» **PASSAGE FOR REVIEW**

• • • •

Risky road for working women: Female employees in Delhi often denied night drop home

Risky road for working women: Female employees in Delhi often denied night drop home

The worst fears of data analyst Ragini Sharma came true recently when she was waiting for public transport near her office after finishing a night shift.

“Three visibly drunk men, who first stood at a distance, came menacingly close to me. I swatted one of them in fear when he tried to touch me. Before they could do anything more, I hopped on a bus that had arrived in the nick of time,” she said.

The 33-year-old is just one of the many Delhi-NCR women battling such harrowing situations because many private firms, including some BPOs and corporate offices, often don’t drop home their night-shift female employees.

Purnima Kapoor’s is another case in point.

The 28-year-old had to quit her South Delhi’s Lajpat Nagar office that didn’t drop her home after her night shifts.

• • • •

Referring expression pointing data:
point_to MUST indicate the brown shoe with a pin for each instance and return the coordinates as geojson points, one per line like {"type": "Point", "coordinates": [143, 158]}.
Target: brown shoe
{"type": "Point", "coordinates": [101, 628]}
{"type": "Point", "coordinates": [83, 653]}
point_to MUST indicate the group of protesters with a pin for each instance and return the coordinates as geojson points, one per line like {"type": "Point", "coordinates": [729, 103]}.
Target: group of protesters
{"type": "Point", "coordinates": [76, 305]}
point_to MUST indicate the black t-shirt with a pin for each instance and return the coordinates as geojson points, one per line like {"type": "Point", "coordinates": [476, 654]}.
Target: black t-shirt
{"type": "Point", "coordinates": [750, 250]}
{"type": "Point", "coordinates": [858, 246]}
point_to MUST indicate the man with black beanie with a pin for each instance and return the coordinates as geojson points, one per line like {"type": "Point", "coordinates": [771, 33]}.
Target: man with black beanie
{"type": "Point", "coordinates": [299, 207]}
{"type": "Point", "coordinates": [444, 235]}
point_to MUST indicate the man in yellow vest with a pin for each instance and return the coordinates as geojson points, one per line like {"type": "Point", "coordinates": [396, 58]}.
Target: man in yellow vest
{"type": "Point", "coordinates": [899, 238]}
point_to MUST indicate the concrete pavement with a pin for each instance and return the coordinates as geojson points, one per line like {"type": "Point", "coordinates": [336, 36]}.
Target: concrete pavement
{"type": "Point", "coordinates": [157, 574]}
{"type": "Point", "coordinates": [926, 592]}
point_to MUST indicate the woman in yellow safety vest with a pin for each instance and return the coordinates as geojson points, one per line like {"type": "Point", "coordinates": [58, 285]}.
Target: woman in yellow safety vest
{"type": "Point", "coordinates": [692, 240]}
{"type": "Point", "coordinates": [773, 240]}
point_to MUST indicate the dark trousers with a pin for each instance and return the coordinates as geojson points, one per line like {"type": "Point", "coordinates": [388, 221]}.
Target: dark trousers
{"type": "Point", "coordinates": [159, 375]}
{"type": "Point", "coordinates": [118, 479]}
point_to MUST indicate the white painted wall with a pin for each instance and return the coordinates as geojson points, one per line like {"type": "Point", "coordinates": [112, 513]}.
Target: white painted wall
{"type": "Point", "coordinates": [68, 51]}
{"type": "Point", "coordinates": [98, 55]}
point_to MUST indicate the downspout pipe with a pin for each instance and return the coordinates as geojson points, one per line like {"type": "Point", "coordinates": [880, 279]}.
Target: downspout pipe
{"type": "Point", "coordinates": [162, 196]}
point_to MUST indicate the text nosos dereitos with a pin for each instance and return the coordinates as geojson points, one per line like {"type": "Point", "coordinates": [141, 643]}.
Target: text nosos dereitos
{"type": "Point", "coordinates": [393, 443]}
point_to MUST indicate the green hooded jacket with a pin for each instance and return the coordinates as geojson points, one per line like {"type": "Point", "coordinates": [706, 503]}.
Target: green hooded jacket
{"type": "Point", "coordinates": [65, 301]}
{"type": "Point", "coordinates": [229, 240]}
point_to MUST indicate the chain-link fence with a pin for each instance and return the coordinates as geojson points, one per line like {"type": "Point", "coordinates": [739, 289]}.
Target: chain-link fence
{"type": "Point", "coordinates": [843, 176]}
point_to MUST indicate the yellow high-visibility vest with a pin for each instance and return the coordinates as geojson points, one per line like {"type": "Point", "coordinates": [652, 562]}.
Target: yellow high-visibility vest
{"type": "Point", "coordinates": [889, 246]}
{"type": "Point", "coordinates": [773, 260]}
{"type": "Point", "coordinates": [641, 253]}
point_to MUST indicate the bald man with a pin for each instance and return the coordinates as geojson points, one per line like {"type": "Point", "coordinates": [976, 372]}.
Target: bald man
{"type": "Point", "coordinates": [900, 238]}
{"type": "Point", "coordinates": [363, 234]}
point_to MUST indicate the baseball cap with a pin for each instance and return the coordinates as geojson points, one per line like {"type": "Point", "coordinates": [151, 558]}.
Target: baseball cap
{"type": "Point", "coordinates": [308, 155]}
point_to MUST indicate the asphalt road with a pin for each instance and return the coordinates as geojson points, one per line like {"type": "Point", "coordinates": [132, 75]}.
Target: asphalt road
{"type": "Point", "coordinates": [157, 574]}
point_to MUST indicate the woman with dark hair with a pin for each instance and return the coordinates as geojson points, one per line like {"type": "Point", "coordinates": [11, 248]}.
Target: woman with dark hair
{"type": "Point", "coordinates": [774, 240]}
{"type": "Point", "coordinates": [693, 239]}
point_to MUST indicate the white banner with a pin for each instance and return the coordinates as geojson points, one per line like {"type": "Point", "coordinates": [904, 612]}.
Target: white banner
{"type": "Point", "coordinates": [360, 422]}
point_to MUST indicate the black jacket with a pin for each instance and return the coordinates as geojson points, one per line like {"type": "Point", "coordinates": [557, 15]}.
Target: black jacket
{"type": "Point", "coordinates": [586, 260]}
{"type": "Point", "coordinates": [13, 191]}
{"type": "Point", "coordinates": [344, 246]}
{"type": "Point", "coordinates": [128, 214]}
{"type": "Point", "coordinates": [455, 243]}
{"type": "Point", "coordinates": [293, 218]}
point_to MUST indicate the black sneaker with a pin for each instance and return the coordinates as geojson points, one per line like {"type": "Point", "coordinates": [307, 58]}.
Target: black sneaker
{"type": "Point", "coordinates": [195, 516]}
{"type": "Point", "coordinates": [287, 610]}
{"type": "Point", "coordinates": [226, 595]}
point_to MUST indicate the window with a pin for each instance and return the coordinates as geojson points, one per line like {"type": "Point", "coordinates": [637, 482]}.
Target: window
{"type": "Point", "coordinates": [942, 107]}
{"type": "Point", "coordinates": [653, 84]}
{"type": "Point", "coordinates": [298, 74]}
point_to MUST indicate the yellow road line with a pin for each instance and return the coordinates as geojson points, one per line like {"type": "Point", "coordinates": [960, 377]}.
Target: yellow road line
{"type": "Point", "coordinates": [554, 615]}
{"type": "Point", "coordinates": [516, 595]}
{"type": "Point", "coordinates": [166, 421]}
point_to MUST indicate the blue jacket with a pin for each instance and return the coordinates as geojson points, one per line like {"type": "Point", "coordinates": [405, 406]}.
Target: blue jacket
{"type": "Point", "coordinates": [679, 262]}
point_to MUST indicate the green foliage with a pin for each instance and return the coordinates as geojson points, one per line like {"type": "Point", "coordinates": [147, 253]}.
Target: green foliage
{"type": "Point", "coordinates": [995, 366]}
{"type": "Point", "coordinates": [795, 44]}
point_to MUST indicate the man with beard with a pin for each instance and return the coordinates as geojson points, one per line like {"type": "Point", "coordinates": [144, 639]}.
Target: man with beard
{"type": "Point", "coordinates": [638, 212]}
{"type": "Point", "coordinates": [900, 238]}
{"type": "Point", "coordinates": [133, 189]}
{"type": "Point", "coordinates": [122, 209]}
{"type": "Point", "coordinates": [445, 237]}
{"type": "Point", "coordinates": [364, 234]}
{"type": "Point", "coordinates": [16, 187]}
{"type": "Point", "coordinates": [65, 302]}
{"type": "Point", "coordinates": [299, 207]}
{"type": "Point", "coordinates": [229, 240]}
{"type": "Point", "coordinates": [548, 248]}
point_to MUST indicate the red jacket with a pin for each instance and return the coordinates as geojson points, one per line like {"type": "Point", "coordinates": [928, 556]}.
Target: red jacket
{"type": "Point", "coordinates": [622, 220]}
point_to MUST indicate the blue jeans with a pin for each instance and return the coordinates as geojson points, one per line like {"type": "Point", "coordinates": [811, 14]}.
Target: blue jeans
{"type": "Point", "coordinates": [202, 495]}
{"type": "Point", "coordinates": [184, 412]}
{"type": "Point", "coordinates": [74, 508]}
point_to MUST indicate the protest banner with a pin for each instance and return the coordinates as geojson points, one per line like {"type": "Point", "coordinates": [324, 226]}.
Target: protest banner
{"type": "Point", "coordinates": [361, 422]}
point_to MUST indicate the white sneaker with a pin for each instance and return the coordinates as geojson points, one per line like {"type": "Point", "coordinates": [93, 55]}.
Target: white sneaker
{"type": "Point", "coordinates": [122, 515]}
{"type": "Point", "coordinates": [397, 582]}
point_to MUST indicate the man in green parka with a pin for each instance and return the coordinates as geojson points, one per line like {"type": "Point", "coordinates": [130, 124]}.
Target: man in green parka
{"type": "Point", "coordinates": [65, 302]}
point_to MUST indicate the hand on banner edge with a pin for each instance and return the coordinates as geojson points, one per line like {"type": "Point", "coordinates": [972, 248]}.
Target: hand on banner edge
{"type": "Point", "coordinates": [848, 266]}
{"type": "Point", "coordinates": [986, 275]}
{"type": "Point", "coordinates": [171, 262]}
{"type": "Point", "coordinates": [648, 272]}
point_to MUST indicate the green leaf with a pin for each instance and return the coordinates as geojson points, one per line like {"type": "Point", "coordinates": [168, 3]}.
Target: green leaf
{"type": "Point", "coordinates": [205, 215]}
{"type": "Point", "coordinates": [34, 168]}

• • • •

» **BRIEF**
List every number that appears in the article on night-shift women workers in Delhi, with what each one counts or describes. Answer using only the text about night-shift women workers in Delhi.

» **RESPONSE**
- Three: the visibly drunk men who approached Ragini Sharma
- 33: Ragini Sharma's age
- 28: Purnima Kapoor's age